» **Exercise passage**:
--- START ---
Why HHK has maintained its Ton-a-Month food aid program to North Koreans in crisis since 1996…..

Life and death on margins of North Korea society  –AFP  (Korea Herald 8-25-2013)

North Korea’s famine in the 1990s unleashed a Darwinian struggle for survival that swiftly eliminated many of the most vulnerable in an already sharply stratified society, a U.N. panel heard Thursday.

“People are treated without dignity in North Korea ― and in some cases like sub-humans,” said Ji Seong-ho, who was 14 when he lost his hand and left leg trying to steal coal from a moving train during the famine years.

Ji, now 31, was one of a number of North Korean defectors called to testify before a U.N. Commission of Inquiry into human rights in North Korea that is currently holding hearings in Seoul.

The North, which strongly denies allegations of rights abuses, has refused to recognize the commission and barred its members from visiting the country.

Ji said mentally and physically disabled people faced widespread social and official discrimination in North Korea, where they are judged as being of “no use” to society.
--- END ---
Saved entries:
--- START ---
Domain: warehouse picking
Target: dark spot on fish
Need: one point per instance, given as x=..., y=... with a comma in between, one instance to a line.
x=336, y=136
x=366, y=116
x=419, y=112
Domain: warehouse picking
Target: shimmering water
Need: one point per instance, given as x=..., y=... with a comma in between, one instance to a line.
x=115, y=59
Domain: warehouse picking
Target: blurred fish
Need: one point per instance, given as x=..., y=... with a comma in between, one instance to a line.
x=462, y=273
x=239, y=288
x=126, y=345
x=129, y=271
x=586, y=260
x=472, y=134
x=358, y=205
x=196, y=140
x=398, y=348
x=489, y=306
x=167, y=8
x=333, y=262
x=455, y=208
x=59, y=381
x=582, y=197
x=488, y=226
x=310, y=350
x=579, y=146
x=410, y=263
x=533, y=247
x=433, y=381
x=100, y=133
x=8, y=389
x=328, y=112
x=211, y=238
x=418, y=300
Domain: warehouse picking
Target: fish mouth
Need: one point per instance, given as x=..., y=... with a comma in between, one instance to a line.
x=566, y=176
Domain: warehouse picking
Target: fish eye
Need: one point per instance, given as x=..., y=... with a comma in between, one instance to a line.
--- END ---
» **Exercise goal**:
In the article about the U.N. hearings in Seoul, how old was Ji Seong-ho when he lost his hand and left leg?

» **Solved problem**:
He was 14.